◆ **TEXTO FORNECIDO**:
Durante um mês, dependeu do namorado para se virar e levantar da cama. A filha nasceu em meados de dezembro e no final de janeiro Carol ainda tinha dores: “Tinha mesmo ansiedade porque sabia que tinha que me levantar quando a bebé acordasse. Isto implicava um género de abdominal que me matava”.

À SIC Notícias, salienta ainda que várias mulheres que tinham sido mães “meteram-lhe na cabeça” que tinha que usar “imediatamente uma cinta ou ia ficar com ‘gorda’ para o resto da vida”. Carol tentou, mas a cinta dava-lhe “dores horríveis”:

“Fartei-me de chorar, dizia que nunca mais me ia virar na cama e ia ficar ‘gorda’ para sempre. Afinal, é só normal“.

◆ **INSTRUÇÕES DA TAREFA**: Continue o relato sobre a recuperação de Carol depois do parto, a partir da última frase apresentada.

◆ **REGISTOS**:
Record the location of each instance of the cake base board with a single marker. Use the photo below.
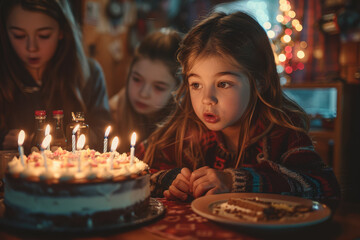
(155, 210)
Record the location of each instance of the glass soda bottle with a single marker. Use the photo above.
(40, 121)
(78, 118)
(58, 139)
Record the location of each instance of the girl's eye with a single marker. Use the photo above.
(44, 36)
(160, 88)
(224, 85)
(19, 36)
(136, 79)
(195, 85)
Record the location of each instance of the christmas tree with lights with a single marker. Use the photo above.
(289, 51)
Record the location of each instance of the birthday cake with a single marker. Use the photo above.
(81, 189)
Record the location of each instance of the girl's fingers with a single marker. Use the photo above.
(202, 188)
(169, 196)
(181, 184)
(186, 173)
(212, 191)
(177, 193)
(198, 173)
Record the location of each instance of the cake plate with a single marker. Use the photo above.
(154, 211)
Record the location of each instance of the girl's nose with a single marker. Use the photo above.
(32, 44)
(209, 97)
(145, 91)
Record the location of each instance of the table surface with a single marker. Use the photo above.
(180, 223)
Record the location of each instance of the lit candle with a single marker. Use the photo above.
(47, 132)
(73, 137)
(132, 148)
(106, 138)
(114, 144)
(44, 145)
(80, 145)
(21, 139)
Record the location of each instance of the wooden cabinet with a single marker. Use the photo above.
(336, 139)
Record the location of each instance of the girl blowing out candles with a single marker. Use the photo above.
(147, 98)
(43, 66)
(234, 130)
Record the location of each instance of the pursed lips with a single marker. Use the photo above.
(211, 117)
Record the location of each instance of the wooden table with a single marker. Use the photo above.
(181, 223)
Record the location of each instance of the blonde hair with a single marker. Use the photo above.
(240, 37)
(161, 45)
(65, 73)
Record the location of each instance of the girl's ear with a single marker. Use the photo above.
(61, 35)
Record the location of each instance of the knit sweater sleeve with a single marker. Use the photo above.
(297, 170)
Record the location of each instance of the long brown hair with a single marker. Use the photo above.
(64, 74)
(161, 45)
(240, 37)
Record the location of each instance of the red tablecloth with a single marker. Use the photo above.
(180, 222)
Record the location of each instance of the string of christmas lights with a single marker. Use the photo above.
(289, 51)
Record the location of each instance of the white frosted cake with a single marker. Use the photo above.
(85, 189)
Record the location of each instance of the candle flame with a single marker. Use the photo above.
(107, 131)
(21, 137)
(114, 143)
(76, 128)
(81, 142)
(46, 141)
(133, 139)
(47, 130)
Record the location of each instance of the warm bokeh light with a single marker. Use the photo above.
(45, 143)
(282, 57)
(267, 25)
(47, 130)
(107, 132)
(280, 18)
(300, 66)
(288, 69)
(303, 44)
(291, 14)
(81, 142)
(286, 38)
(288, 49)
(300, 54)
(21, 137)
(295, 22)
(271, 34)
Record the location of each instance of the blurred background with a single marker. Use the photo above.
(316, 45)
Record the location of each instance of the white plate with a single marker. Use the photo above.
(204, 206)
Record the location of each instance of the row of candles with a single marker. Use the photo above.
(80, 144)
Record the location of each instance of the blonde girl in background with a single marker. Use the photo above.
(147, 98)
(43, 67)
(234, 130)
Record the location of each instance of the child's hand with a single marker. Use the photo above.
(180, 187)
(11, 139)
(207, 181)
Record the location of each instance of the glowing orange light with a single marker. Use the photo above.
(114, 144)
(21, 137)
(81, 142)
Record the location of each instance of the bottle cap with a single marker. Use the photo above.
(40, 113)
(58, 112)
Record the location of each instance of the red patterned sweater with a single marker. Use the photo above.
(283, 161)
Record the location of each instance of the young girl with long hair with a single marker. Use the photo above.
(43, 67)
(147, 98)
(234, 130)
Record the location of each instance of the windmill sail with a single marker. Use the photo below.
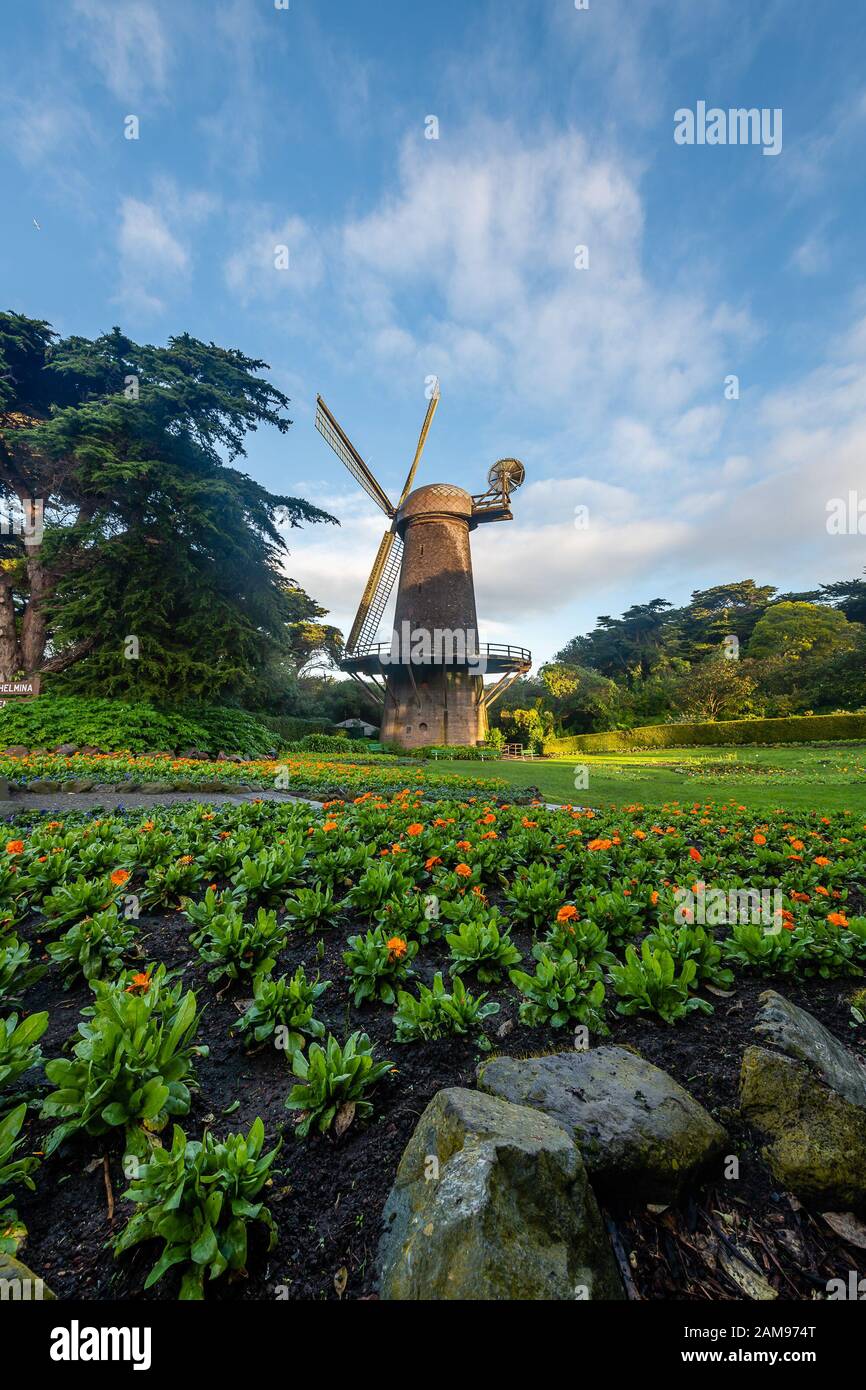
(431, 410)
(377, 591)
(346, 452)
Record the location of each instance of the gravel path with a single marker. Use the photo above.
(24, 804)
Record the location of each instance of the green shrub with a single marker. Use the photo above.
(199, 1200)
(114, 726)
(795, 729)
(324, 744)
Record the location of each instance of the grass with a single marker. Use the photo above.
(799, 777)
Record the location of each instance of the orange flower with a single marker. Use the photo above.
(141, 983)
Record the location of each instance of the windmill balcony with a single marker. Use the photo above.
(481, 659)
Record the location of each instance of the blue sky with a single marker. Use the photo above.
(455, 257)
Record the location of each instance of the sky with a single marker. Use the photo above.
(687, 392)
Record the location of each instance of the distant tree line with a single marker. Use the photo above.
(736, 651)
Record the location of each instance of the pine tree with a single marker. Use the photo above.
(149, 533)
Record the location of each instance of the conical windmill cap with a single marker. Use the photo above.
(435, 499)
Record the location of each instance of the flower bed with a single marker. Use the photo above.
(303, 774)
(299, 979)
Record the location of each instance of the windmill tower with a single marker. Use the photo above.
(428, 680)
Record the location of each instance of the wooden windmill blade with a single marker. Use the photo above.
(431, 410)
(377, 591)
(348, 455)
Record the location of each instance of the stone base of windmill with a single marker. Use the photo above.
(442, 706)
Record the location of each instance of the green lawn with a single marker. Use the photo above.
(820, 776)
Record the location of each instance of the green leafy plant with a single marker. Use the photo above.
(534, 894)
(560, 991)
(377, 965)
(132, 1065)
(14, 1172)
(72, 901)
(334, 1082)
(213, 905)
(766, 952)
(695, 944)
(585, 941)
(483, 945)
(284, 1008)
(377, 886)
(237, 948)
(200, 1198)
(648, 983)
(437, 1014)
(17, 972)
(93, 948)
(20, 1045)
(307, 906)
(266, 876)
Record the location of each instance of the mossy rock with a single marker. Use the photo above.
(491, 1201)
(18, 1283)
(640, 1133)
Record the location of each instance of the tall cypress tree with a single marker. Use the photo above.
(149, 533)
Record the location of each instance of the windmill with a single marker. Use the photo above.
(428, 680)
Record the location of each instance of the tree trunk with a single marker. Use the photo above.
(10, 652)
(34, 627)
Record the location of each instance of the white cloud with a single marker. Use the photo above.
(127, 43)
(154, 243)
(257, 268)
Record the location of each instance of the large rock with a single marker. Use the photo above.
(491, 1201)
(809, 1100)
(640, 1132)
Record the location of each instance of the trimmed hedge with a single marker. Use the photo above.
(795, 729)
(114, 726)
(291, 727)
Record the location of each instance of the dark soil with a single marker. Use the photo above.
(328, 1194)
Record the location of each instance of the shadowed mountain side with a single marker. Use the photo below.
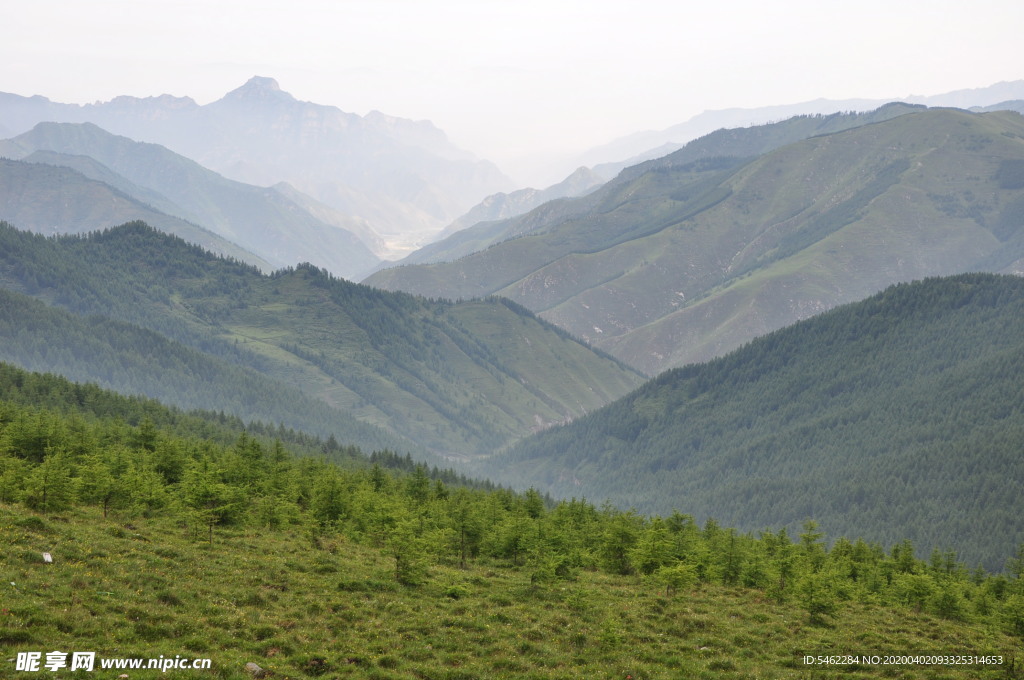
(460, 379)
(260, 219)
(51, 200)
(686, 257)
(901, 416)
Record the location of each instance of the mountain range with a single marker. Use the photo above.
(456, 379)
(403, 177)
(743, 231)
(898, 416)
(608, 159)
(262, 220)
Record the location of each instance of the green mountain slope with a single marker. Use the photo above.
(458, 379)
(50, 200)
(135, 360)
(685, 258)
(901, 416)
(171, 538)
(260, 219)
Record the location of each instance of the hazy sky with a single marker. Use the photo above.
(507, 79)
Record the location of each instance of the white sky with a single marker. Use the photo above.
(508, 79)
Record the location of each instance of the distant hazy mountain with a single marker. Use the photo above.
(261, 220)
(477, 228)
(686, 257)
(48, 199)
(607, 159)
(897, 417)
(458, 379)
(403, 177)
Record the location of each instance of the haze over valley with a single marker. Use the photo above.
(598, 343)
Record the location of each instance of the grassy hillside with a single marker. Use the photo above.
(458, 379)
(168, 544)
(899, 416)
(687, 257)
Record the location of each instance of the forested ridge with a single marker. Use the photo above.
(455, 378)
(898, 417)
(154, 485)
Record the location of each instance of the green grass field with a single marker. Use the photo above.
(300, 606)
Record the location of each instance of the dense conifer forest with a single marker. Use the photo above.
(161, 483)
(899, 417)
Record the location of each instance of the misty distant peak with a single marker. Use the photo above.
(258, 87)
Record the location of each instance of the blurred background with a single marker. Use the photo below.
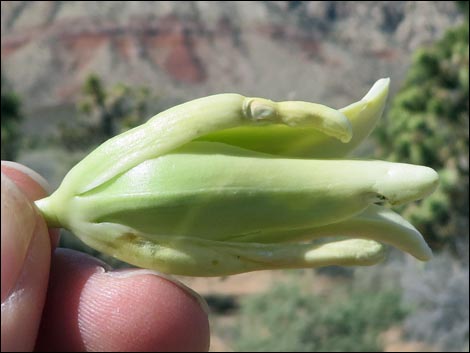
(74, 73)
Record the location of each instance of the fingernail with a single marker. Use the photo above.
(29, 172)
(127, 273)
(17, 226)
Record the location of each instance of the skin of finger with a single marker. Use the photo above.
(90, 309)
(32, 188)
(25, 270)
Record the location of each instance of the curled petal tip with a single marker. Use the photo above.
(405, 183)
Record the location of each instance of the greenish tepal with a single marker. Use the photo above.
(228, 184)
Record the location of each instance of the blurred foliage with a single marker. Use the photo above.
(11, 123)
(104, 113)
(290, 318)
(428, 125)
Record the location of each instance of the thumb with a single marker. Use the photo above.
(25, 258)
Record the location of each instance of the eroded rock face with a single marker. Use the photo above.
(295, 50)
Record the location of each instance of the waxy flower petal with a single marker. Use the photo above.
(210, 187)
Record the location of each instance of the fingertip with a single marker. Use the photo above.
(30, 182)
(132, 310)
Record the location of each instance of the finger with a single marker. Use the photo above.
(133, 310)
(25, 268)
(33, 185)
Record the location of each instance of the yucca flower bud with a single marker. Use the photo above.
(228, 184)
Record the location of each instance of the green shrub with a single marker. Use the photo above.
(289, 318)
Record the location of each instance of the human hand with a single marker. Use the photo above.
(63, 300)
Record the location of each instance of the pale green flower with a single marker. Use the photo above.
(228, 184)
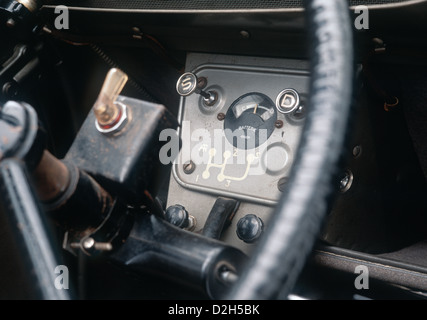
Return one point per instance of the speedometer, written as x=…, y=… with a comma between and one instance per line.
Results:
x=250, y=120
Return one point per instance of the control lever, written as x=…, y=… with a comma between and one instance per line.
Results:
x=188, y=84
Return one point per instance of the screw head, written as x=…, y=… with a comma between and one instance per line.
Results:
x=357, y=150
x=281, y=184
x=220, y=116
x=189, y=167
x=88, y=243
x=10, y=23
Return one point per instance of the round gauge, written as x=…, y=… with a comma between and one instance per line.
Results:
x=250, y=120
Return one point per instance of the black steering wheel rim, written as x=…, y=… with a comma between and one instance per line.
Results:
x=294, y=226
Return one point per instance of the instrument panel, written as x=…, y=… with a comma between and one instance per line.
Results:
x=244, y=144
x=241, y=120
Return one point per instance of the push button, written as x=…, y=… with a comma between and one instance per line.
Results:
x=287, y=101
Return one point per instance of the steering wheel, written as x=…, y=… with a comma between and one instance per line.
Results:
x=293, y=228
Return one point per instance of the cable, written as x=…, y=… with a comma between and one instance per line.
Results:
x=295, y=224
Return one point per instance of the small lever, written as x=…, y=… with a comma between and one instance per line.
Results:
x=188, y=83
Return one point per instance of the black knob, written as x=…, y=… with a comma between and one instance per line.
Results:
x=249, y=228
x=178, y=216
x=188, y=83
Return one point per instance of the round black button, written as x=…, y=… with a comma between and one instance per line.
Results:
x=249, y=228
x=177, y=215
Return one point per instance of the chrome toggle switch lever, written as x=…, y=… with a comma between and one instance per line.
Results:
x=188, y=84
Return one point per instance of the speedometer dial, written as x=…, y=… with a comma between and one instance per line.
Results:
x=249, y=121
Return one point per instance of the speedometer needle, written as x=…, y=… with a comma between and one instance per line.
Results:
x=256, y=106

◆ **RESULTADO DO EXERCÍCIO**:
O obstetra Miguel Raimundo refere que é normal sentir-se mais dor depois de uma cesariana do que de um parto vaginal. A recuperação também é mais lenta. No entanto, esclarece:

“Enquanto a cesariana tem uma dor generalizada, um mal-estar geral, após o parto vaginal a dor é mais localizada, perineal.

Para ajudar na recuperação, o especialista recomenda cursos de preparação para o parto e pós-parto e fisioterapia do pavimento pélvico e alerta que as mulheres devem estar atentas se há sinais inflamatórios na cicatriz. “É a complicação mais comum”, acrescenta.

Depois de uma cesariana, as mulheres não devem fazer esforços, nem levantar pesos. Para se levantarem da cama devem virar-se de lado e utilizar ajuda dos braços para levantar o corpo. A área da sutura deve ser massajada com creme cicatrizante, depois de os pontos serem retirados.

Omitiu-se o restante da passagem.